Dataset excerpts:
· · · · ·
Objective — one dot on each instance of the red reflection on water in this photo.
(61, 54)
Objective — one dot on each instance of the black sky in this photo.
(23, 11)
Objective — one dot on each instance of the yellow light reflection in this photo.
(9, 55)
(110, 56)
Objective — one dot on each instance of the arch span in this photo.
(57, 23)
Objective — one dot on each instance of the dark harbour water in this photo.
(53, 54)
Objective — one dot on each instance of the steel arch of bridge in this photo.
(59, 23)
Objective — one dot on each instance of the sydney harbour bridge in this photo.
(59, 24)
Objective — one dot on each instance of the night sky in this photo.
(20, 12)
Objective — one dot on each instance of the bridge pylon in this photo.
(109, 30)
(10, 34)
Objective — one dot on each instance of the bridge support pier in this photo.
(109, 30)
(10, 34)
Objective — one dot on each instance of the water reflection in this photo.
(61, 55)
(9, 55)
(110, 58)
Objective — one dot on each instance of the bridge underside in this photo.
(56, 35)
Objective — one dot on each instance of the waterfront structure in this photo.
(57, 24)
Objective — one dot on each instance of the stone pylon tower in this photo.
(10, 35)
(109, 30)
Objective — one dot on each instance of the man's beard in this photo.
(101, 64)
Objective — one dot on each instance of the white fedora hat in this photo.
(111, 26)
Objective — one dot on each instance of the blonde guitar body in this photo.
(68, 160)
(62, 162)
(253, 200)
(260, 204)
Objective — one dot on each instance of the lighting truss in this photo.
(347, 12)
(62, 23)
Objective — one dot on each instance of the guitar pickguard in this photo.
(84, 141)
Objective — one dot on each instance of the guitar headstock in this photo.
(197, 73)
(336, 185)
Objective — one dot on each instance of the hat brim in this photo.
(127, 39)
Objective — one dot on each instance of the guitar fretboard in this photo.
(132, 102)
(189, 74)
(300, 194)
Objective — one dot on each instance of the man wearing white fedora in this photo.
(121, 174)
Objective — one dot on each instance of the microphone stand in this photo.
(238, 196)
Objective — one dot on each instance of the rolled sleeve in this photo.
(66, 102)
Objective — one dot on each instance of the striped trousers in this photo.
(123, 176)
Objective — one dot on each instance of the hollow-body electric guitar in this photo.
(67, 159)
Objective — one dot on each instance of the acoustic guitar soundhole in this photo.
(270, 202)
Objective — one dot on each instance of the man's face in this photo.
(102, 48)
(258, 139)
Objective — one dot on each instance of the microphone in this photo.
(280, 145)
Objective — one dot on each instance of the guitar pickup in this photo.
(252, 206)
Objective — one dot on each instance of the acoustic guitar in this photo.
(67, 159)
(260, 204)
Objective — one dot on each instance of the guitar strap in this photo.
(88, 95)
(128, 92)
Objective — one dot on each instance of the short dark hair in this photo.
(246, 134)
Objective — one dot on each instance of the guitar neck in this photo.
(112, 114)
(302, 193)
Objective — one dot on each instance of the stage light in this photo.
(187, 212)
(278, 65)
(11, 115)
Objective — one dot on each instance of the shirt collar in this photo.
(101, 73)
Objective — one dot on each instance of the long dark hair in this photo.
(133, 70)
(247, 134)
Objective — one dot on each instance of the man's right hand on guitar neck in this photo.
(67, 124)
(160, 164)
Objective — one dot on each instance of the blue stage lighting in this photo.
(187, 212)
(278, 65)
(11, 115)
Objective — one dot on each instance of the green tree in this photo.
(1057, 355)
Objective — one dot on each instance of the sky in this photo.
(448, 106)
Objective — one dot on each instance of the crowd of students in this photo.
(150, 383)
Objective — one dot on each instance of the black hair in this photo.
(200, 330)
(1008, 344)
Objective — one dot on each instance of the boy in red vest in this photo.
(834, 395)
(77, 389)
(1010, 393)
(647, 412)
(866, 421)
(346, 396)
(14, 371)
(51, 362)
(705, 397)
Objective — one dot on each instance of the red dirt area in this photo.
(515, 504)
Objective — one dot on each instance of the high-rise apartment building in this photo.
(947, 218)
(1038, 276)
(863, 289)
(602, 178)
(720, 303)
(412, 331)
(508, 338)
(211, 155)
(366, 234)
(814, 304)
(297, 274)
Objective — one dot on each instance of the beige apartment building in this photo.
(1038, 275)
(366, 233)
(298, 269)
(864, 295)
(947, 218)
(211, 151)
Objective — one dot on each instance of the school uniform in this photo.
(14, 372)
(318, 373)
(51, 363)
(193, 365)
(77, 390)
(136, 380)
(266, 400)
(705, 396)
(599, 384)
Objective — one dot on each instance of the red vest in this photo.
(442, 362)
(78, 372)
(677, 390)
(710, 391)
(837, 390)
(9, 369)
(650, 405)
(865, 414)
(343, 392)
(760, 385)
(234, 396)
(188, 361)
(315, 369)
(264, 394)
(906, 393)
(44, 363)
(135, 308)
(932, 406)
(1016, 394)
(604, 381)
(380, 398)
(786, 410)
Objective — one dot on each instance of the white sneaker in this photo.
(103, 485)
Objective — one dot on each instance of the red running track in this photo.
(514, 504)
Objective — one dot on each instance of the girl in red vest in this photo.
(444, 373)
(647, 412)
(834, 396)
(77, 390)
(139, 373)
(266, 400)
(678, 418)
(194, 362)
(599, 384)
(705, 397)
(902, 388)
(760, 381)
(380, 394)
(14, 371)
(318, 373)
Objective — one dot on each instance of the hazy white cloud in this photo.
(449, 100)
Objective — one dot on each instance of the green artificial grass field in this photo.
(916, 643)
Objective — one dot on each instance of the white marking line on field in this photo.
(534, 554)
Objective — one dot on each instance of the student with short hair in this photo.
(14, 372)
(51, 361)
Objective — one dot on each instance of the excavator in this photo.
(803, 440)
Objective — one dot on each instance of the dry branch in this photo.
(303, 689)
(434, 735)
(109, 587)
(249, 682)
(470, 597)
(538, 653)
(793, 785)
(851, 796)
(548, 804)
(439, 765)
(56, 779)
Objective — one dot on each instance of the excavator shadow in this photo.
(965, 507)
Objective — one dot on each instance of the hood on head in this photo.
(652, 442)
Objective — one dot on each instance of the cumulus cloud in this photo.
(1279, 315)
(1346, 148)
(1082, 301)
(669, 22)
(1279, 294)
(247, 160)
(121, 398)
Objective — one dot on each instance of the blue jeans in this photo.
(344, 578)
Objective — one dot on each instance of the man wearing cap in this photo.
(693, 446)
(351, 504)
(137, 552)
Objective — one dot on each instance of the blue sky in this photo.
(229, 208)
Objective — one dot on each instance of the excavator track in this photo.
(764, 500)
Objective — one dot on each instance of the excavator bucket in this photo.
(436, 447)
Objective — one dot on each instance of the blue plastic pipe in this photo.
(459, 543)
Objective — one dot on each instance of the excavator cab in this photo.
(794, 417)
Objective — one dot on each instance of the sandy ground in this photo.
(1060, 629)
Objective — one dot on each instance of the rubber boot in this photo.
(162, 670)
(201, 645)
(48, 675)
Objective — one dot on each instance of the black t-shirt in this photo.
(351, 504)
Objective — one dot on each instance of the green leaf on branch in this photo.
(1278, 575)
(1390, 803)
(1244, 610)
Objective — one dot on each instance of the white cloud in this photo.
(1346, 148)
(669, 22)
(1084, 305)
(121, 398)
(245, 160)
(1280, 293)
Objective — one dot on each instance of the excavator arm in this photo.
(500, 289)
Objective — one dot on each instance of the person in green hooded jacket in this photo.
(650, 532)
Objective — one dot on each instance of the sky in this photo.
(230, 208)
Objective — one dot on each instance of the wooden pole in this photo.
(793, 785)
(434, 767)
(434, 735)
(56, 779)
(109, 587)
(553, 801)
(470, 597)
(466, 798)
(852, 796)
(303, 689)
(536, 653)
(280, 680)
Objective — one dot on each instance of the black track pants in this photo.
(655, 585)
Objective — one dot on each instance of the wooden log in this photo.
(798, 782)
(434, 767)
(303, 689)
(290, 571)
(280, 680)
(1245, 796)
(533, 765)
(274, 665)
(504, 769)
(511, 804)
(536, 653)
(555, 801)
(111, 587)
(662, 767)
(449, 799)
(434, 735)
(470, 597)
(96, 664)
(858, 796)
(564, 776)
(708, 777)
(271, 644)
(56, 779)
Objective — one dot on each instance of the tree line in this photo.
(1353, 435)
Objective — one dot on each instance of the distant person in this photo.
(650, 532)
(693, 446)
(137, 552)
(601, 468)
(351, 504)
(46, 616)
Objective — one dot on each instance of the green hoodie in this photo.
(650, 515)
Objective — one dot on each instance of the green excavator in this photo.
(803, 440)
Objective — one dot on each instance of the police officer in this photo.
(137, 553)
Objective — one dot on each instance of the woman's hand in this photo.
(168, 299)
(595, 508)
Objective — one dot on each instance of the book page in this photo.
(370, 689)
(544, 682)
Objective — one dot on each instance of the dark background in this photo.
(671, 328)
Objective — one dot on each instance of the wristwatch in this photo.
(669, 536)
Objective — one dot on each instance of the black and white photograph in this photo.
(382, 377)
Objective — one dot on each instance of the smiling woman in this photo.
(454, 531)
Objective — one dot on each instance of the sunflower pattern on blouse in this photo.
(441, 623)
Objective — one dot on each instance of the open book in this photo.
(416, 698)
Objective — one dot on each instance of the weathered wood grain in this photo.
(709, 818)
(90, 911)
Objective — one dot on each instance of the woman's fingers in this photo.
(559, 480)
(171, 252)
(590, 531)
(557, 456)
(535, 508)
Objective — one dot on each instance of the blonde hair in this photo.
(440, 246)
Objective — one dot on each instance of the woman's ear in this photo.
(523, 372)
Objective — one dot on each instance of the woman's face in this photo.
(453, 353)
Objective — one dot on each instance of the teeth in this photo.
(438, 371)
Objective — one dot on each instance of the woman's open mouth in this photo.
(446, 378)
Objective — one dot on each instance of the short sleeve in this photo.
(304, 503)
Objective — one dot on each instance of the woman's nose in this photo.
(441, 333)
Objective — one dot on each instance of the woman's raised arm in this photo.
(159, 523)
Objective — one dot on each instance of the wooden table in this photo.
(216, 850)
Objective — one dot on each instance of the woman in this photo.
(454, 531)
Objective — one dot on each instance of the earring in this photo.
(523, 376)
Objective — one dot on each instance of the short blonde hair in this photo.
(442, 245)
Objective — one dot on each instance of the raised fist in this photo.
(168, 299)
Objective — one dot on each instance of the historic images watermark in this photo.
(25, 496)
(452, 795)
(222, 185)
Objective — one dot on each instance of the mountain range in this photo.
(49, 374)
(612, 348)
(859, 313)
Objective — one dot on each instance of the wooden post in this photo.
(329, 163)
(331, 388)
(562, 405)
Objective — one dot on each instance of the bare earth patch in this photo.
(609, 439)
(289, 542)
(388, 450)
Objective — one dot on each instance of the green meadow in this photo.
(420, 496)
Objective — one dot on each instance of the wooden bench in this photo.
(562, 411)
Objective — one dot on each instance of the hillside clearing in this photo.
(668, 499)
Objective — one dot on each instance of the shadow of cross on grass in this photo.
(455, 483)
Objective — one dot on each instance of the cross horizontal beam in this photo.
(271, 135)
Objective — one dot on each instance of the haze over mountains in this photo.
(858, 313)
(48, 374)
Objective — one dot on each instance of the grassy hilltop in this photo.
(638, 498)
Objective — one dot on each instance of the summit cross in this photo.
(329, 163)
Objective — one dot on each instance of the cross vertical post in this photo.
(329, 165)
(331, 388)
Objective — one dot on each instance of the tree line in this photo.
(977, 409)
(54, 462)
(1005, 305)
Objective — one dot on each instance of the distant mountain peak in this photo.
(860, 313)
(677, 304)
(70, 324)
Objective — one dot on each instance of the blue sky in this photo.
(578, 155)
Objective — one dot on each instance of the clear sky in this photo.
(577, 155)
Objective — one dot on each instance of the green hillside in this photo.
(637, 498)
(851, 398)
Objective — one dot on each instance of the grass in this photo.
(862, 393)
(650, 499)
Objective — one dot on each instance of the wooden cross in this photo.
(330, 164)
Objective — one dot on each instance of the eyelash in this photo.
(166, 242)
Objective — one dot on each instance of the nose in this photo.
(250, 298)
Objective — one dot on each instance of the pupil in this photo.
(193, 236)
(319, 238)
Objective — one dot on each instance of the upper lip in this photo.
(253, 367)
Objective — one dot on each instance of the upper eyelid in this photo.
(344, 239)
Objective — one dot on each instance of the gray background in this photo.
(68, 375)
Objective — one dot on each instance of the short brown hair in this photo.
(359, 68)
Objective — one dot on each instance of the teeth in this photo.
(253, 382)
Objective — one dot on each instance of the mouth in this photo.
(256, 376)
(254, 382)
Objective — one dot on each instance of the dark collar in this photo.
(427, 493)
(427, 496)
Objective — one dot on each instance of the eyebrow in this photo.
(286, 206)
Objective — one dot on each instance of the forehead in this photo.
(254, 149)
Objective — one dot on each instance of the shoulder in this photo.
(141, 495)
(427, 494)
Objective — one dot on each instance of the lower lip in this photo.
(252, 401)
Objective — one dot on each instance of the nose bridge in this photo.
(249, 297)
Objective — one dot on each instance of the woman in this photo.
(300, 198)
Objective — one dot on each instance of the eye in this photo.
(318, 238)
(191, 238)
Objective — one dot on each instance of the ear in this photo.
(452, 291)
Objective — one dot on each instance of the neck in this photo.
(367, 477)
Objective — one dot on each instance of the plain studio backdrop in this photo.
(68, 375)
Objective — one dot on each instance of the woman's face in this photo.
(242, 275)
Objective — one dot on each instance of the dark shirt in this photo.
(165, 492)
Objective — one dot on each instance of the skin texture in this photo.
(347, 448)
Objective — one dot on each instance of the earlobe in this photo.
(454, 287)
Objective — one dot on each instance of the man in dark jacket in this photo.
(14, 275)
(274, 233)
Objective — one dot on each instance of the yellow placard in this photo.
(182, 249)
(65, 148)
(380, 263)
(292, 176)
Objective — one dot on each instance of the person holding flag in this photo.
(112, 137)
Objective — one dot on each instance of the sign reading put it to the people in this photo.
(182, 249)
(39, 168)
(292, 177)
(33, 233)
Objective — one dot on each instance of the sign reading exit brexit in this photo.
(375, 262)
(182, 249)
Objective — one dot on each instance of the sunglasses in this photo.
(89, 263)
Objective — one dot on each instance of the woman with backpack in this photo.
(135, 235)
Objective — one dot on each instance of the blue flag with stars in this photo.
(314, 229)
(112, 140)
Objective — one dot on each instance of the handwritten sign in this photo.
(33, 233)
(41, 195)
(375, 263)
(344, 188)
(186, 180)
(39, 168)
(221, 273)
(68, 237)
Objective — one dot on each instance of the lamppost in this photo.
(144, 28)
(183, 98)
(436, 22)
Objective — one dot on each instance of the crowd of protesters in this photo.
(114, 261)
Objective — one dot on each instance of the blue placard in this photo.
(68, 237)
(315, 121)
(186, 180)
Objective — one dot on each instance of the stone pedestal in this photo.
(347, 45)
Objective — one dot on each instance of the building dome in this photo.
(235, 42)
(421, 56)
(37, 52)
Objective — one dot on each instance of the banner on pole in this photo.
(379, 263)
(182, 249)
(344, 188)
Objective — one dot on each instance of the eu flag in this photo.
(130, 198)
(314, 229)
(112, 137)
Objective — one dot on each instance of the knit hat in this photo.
· · · · ·
#### What is required:
Your reply should be a verbatim retyping of the lines from the one that holds "Objective — one dot on each instance of the banner" through the last line of the entries.

#### Problem solution:
Objective — one dot on each instance of the banner on pole in this photo.
(379, 263)
(182, 249)
(344, 188)
Objective — one dot on each instance of the eu flag in this photo.
(130, 198)
(314, 229)
(112, 137)
Objective — one dot on each instance of the knit hat in this photo.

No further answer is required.